GIVEN DATA –
--------------------

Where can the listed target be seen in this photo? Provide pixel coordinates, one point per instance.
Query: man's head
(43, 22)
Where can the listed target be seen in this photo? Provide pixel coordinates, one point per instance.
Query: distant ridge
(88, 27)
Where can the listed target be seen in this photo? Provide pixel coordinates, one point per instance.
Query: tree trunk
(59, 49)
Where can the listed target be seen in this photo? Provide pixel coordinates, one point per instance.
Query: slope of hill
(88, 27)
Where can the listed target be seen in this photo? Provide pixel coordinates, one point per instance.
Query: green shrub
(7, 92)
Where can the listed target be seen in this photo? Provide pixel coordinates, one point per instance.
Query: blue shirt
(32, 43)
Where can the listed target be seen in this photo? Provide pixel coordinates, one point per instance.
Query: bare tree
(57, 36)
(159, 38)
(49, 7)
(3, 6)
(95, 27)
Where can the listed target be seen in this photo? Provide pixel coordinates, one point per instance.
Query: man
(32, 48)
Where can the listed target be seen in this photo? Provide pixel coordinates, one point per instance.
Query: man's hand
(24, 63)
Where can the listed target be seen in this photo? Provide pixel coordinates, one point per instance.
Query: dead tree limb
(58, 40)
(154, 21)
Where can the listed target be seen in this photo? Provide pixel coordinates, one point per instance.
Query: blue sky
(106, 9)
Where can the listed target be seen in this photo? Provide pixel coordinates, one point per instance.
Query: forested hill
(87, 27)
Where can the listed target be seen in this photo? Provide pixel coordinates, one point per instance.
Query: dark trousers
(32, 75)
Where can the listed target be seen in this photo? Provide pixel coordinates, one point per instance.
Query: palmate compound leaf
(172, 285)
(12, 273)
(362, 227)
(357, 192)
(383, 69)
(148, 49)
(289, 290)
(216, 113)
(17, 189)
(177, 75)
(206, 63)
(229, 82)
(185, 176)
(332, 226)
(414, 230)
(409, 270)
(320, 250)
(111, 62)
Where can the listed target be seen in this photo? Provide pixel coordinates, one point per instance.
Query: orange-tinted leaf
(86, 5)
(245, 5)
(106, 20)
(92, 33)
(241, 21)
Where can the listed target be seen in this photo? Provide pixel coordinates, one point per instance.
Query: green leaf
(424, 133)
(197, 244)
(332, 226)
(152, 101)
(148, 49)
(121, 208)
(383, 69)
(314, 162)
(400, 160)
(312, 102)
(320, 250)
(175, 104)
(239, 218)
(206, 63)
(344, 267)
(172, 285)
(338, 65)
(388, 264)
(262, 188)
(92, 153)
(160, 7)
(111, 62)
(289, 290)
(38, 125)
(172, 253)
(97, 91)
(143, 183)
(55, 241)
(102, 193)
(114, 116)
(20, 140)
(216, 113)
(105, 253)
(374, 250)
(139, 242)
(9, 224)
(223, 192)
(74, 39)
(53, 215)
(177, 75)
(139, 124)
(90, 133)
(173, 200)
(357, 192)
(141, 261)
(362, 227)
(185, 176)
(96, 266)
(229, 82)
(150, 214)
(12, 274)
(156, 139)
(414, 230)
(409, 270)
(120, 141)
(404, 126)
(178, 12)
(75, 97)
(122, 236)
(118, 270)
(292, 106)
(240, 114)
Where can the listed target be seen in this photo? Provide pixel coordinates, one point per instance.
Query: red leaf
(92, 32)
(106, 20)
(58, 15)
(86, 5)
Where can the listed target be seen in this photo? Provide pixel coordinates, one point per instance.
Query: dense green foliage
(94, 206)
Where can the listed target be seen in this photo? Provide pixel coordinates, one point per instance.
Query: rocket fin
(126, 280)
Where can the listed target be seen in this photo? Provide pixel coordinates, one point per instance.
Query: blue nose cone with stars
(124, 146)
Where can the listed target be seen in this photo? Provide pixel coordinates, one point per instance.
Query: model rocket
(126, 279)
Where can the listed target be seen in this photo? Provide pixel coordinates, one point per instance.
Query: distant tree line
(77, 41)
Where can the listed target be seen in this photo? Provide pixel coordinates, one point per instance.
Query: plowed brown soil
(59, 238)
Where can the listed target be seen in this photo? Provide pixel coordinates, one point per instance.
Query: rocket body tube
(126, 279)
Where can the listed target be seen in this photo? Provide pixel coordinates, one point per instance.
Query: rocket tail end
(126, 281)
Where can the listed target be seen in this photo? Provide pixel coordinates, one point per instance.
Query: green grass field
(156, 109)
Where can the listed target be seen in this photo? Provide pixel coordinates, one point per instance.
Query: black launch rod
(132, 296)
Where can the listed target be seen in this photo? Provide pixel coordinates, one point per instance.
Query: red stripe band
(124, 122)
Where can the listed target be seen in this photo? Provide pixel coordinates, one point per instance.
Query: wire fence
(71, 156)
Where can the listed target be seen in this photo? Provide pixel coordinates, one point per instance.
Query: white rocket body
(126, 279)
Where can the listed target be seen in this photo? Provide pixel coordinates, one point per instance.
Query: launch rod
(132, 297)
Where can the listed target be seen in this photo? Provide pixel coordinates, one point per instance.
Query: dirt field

--------------------

OBJECTIVE – Every record above needs to be repeated word for word.

SOLUTION TO THIS EXERCISE –
Where can the listed target be seen in this photo? Provide pixel coordinates, one point per instance.
Query: man's head
(43, 22)
Where can the listed target be seen in this photo? Provide pixel coordinates, one point per instance.
Query: distant ridge
(88, 27)
Where can the listed target be seen in this photo? Provide pixel coordinates, one point per instance.
Query: tree trunk
(59, 49)
Where can the listed target be seen in this photo? Provide pixel coordinates, one point per instance.
Query: slope of hill
(88, 27)
Where can the listed target be seen in this photo? Provide pixel coordinates, one point per instance.
Query: green shrub
(7, 92)
Where can the listed target be seen in this photo? Provide pixel coordinates, one point per instance.
Query: blue shirt
(32, 43)
Where can the listed target be seen in this photo? Provide pixel coordinates, one point per instance.
Query: bare tree
(57, 36)
(159, 38)
(49, 7)
(3, 6)
(95, 27)
Where can the listed target be seen in this photo? Provide pixel coordinates, one point per instance.
Query: man
(32, 48)
Where can the listed target be seen in this photo? Provide pixel coordinates, one point per instance.
Query: man's hand
(24, 63)
Where can the listed target be seen in this photo? Provide pixel coordinates, one point per instance.
Query: dead tree limb
(58, 40)
(154, 21)
Where can the listed target be seen in this photo? Provide pixel coordinates, one point per instance.
Query: blue sky
(106, 9)
Where can the listed target be seen in this photo? Provide pixel coordinates, one point per instance.
Query: forested hill
(87, 27)
Where can the listed target be seen in this photo? Provide pixel coordinates, one point per instance.
Query: dark trousers
(32, 75)
Where can the listed target be seen in this photo? Provide pixel coordinates, one point per instance.
Query: palmate compound leaf
(172, 285)
(12, 273)
(362, 227)
(357, 192)
(383, 69)
(148, 49)
(289, 290)
(216, 113)
(17, 189)
(177, 75)
(206, 63)
(229, 82)
(185, 176)
(332, 226)
(414, 230)
(409, 270)
(320, 250)
(111, 62)
Where can the listed target be seen in this photo? Provide pixel coordinates, one point per instance.
Query: orange-tinted leaf
(86, 5)
(245, 5)
(106, 20)
(92, 33)
(241, 21)
Where can the listed target be seen in this photo? Provide pixel coordinates, one point per instance.
Query: green leaf
(424, 133)
(197, 244)
(332, 226)
(152, 101)
(148, 49)
(121, 208)
(383, 69)
(314, 162)
(400, 160)
(312, 102)
(320, 250)
(175, 104)
(239, 218)
(206, 63)
(344, 267)
(172, 285)
(338, 65)
(388, 264)
(262, 188)
(92, 153)
(160, 7)
(111, 62)
(289, 290)
(38, 125)
(172, 253)
(97, 91)
(143, 183)
(55, 241)
(102, 193)
(114, 116)
(20, 140)
(216, 113)
(105, 253)
(374, 250)
(139, 242)
(9, 224)
(223, 192)
(74, 39)
(53, 215)
(177, 75)
(139, 124)
(90, 133)
(173, 200)
(357, 192)
(141, 261)
(362, 227)
(185, 176)
(96, 266)
(229, 82)
(150, 214)
(12, 274)
(156, 139)
(414, 230)
(409, 270)
(120, 141)
(404, 126)
(178, 12)
(75, 97)
(122, 236)
(118, 270)
(292, 106)
(240, 114)
Where can the listed target be seen in this photo? Provide pixel coordinates, one point per instance.
Query: red leaf
(92, 32)
(106, 20)
(58, 15)
(86, 5)
Where can the listed target be seen in this photo? Provide pixel coordinates, one point per instance.
Query: dense green foliage
(94, 206)
Where can the listed target be seen in this photo? Provide pixel coordinates, one point per instance.
Query: rocket fin
(126, 280)
Where can the listed target be seen in this photo? Provide pixel coordinates, one point per instance.
Query: blue nose cone with stars
(124, 146)
Where can the listed target be seen in this photo? Provide pixel coordinates, one point per instance.
Query: model rocket
(126, 279)
Where can the listed target be seen in this photo? Provide pixel coordinates, one point per instance.
Query: distant tree line
(77, 41)
Where can the listed target be seen in this photo? Provide pixel coordinates, one point per instance.
Query: plowed brown soil
(59, 238)
Where can the listed target be seen in this photo? Provide pixel coordinates, one point per instance.
Query: rocket body tube
(126, 279)
Where can the listed target be seen in this photo? Provide pixel coordinates, one point per instance.
Query: rocket tail end
(126, 281)
Where can the listed target be seen in this photo? Provide pixel coordinates, one point per instance.
Query: green grass field
(156, 109)
Where can the listed target be seen in this photo? Provide pixel coordinates, one point per instance.
Query: black launch rod
(132, 296)
Where can the listed target be seen in this photo? Provide pixel coordinates, one point per instance.
Query: red stripe band
(124, 122)
Where can the listed target be seen in this photo? Provide pixel coordinates, one point per instance.
Query: wire fence
(71, 156)
Where can the listed target be seen in this photo? Provide pixel coordinates, one point per instance.
Query: white rocket body
(126, 279)
Where can the listed target be seen in this photo? Provide pixel coordinates, one point per instance.
Query: launch rod
(132, 297)
Where can the listed target be seen in this photo? Provide pixel coordinates, one point per instance.
Query: dirt field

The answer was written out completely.